» **Work to do**
Please put each line of the records into a numbered list, skipping any blank lines.
#### Rows
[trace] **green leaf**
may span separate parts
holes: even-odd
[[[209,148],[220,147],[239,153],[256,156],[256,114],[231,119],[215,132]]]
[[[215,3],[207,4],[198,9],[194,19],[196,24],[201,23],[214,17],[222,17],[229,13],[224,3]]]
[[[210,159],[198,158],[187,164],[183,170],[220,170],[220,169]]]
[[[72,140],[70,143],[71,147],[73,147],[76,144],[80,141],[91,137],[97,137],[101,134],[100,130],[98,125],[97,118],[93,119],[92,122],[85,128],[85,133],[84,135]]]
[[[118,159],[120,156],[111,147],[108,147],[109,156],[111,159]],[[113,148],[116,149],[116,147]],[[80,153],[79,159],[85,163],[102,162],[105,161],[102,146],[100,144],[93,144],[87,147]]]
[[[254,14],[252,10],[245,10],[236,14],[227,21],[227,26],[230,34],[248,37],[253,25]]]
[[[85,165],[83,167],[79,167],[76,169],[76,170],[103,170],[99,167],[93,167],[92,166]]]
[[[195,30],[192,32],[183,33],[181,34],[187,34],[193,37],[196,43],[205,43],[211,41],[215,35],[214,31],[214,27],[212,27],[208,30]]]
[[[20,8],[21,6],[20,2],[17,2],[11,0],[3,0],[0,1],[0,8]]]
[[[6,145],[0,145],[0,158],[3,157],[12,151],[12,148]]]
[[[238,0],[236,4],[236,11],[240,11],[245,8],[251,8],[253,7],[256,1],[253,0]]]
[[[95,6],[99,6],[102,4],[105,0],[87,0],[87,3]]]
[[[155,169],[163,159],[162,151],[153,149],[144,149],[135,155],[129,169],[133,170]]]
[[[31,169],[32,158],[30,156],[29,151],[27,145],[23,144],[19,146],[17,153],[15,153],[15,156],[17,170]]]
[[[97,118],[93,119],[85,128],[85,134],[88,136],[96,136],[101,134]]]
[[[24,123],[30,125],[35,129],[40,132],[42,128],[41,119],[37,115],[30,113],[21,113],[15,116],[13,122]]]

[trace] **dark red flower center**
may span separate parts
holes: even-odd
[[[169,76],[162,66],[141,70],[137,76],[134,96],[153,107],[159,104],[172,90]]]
########
» **Full solution**
1. [trace] **green leaf**
2. may span separate parts
3. holes: even-odd
4. [[[209,148],[220,147],[239,153],[256,156],[256,114],[231,119],[215,132]]]
5. [[[215,3],[207,4],[198,9],[194,19],[196,24],[201,23],[214,17],[222,17],[229,13],[224,3]]]
6. [[[210,159],[198,158],[187,164],[183,170],[220,170],[220,169]]]
7. [[[72,140],[70,143],[71,147],[73,147],[76,144],[80,141],[91,137],[97,137],[101,134],[100,130],[98,125],[97,118],[93,119],[92,122],[85,128],[85,133],[84,135]]]
8. [[[118,159],[120,156],[111,147],[108,147],[109,156],[111,159]],[[113,148],[116,149],[116,147]],[[80,153],[79,159],[85,163],[102,162],[105,161],[102,146],[100,144],[93,144],[87,147]]]
9. [[[254,14],[252,10],[245,10],[236,14],[227,21],[227,26],[230,34],[248,37],[253,25]]]
10. [[[85,165],[83,167],[79,167],[76,169],[76,170],[103,170],[99,167],[93,167],[92,166]]]
11. [[[195,30],[192,32],[183,33],[181,34],[187,34],[193,37],[196,43],[205,43],[211,41],[215,35],[214,31],[214,27],[212,27],[208,30]]]
12. [[[20,8],[21,6],[20,2],[17,2],[11,0],[3,0],[0,1],[0,8]]]
13. [[[6,145],[0,145],[0,158],[3,157],[12,151],[12,148]]]
14. [[[238,0],[236,4],[236,11],[240,11],[245,8],[251,8],[253,7],[256,1],[253,0]]]
15. [[[95,6],[99,6],[102,4],[105,0],[87,0],[87,3]]]
16. [[[155,169],[163,159],[162,151],[153,149],[144,149],[135,155],[129,169],[133,170]]]
17. [[[31,169],[32,158],[30,156],[29,151],[27,145],[23,144],[19,146],[17,153],[15,153],[15,156],[17,170]]]
18. [[[97,118],[93,119],[85,128],[85,134],[88,136],[96,136],[101,134]]]
19. [[[24,123],[30,125],[35,129],[40,132],[42,128],[41,119],[37,115],[30,113],[21,113],[15,116],[13,122]]]
20. [trace] **dark red flower center**
21. may span separate parts
22. holes: even-odd
23. [[[169,76],[162,66],[141,70],[137,76],[134,96],[153,107],[159,104],[172,90]]]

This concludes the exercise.